Copy every entry. Do not alter a single word.

### GIVEN DATA

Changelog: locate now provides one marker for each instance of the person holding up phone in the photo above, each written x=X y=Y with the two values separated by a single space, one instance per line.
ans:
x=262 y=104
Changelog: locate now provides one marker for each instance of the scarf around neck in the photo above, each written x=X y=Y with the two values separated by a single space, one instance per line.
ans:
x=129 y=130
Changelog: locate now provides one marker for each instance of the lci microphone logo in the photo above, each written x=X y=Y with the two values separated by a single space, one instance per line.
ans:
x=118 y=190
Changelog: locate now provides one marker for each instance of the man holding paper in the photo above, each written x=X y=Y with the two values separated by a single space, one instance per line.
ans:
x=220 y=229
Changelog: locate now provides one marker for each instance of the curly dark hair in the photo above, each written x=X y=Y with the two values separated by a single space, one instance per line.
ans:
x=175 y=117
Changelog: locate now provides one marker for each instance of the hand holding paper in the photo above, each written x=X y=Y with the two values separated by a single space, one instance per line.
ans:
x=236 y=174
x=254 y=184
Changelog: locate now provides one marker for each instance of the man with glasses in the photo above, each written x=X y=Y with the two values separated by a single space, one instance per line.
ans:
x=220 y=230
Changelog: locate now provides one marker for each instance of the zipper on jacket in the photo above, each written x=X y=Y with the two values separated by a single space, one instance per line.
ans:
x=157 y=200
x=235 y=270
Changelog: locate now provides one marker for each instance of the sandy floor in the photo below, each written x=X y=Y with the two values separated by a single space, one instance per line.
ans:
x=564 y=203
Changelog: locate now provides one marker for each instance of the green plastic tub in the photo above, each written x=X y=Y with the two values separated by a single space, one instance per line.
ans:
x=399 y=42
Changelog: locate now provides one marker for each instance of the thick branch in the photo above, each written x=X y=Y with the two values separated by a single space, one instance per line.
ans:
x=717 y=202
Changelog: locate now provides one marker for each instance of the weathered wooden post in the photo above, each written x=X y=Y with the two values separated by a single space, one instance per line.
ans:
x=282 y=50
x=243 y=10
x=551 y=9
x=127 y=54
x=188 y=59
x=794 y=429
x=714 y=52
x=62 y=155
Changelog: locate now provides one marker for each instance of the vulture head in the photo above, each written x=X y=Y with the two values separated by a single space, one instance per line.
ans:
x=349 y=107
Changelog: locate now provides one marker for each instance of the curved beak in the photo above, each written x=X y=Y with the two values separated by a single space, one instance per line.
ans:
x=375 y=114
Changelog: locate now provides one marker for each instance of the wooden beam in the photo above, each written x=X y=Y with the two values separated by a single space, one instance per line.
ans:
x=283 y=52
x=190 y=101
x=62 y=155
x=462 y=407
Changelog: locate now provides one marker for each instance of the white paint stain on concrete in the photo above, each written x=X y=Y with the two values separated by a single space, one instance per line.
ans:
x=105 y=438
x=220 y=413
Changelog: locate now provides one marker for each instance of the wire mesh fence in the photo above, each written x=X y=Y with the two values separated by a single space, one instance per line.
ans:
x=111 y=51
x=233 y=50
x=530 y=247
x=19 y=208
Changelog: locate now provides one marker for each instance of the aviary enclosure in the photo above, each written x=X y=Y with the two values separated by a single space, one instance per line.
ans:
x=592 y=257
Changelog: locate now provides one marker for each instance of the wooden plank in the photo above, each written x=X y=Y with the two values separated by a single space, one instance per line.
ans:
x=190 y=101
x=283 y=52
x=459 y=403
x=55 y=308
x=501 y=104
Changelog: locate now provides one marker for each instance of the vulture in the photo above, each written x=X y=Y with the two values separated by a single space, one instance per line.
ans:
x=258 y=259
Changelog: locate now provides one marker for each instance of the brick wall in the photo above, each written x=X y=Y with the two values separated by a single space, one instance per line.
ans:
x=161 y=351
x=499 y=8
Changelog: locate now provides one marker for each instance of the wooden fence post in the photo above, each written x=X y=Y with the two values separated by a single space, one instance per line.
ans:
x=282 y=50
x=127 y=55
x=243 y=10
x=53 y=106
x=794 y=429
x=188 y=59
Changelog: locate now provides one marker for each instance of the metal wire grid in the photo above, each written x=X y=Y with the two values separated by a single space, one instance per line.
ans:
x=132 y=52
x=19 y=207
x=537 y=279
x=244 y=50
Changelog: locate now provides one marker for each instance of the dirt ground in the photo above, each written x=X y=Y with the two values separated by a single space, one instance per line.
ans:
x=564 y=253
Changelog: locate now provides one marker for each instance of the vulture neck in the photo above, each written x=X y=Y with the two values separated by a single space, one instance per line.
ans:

######

SOLVED PROBLEM
Changelog: locate now provides one marker for each instance of the person holding up phone in the photo above, each written x=X y=Y with the two values separated by a single space, one instance per line.
ans:
x=262 y=104
Changelog: locate now provides one marker for each instance of the scarf around neck in the photo above, each written x=X y=Y with the two values separated by a single space, one instance per line.
ans:
x=129 y=130
Changelog: locate now provides one marker for each instance of the lci microphone logo in the photo above, each written x=X y=Y with the two values separated by a single space, one instance per line.
ans:
x=118 y=190
Changelog: locate now provides one marker for each instance of the man holding paper in the photo above, each written x=X y=Y with the two values separated by a single space, one instance per line.
ans:
x=220 y=229
Changelog: locate now provides one marker for each instance of the curly dark hair in the photo above, each written x=X y=Y with the two values separated by a single space, one instance per line.
ans:
x=175 y=117
Changelog: locate now provides one marker for each instance of the hand holding paper in the photo above, each written x=X y=Y with the two values separated by a single space, one instance per line.
ans:
x=236 y=174
x=254 y=184
Changelog: locate now provides one marker for each instance of the man with glasses in the photo above, each written x=X y=Y with the two values separated by a single space, one instance per line.
ans:
x=220 y=230
Changelog: locate now provides one marker for each instance of the zipper on jacket in the photo above, each written x=X y=Y with the two values separated by a single space, one instance per line.
ans:
x=157 y=200
x=235 y=270
Changelog: locate now provides one marker for each instance of the sandy floor in the photo below, each written x=X y=Y with the two values separated by a single space, one instance per line.
ans:
x=564 y=203
Changelog: locate now provides one marker for each instance of the green plastic tub in the photo above, each written x=X y=Y with the two values separated by a single space, one instance per line.
ans:
x=399 y=42
Changelog: locate now provides one marker for each instance of the thick branch in the photo above, each written x=X y=Y with the two values separated by a single space, one instance per line.
ans:
x=717 y=202
Changelog: locate now provides one marker for each instance of the weathered wooden post in the photo above, each written x=X y=Y with the two values separated by a single space, one instance per line.
ans:
x=282 y=50
x=243 y=10
x=551 y=9
x=127 y=54
x=188 y=59
x=794 y=429
x=714 y=52
x=62 y=155
Changelog: locate now provides one marker for each instance of the vulture head in the photo above, each written x=X y=Y with the two values separated by a single space, one instance per line.
ans:
x=349 y=107
Changelog: locate now provides one marker for each instance of the curved beak in the photo above, each written x=X y=Y with the two values separated by a single space, one instance per line.
ans:
x=375 y=114
Changelog: locate now provides one marker for each instance of the wooden beam in the photo above, each written x=X y=Y with the two values separated by a single space, one instance per line.
ans:
x=283 y=52
x=190 y=101
x=62 y=155
x=462 y=407
Changelog: locate now provides one marker for each instance of the white paint stain on concrete in the photo above, each written x=X y=Y with the two values separated by a single space, one instance per line.
ans:
x=105 y=438
x=220 y=413
Changelog: locate now provides one marker for each instance of the wire mesh fence in the photo above, each written x=X y=Y with the two values separated by a single space, one instance per line.
ans:
x=111 y=51
x=233 y=50
x=530 y=247
x=19 y=208
Changelog: locate now provides one marker for each instance of the aviary enclosure in the photo above, each written x=X y=Y with the two values separated by a single space, one instance per line.
ans:
x=592 y=257
Changelog: locate now provides one marker for each instance of the wooden plank in the photo above, each written x=X y=Y with the two values separated by a single space, one instance per line.
ans:
x=190 y=101
x=283 y=52
x=459 y=403
x=55 y=308
x=501 y=104
Changelog: locate now provides one marker for each instance of the vulture in the photo above, each written x=X y=Y with the two values separated by a single space, one instance per line.
ans:
x=258 y=259
Changelog: locate now provides one marker for each instance of the brick wall in the photo above, each written x=X y=Y with the two values separated by a single space, one instance per line.
ans:
x=161 y=351
x=499 y=8
Changelog: locate now provides one marker for each instance of the wooden fence post in the photo above, each written x=X y=Y with the two values separated by a single space, one instance per line.
ans:
x=282 y=50
x=127 y=55
x=243 y=10
x=53 y=106
x=794 y=429
x=188 y=59
Changelog: locate now provides one marker for each instance of the metal wire grid in the photo above, each written x=X y=Y with the two values separated by a single space, one instance per line.
ans:
x=132 y=52
x=19 y=207
x=537 y=279
x=244 y=50
Changelog: locate now provides one marker for each instance of the dirt ground in the photo above, each written x=X y=Y with the two values separated by a single space, one instance per line.
ans:
x=564 y=253
Changelog: locate now provides one marker for each instance of the vulture neck in the photo above, each written x=X y=Y with the two values separated by a single space, one instance per line.
ans:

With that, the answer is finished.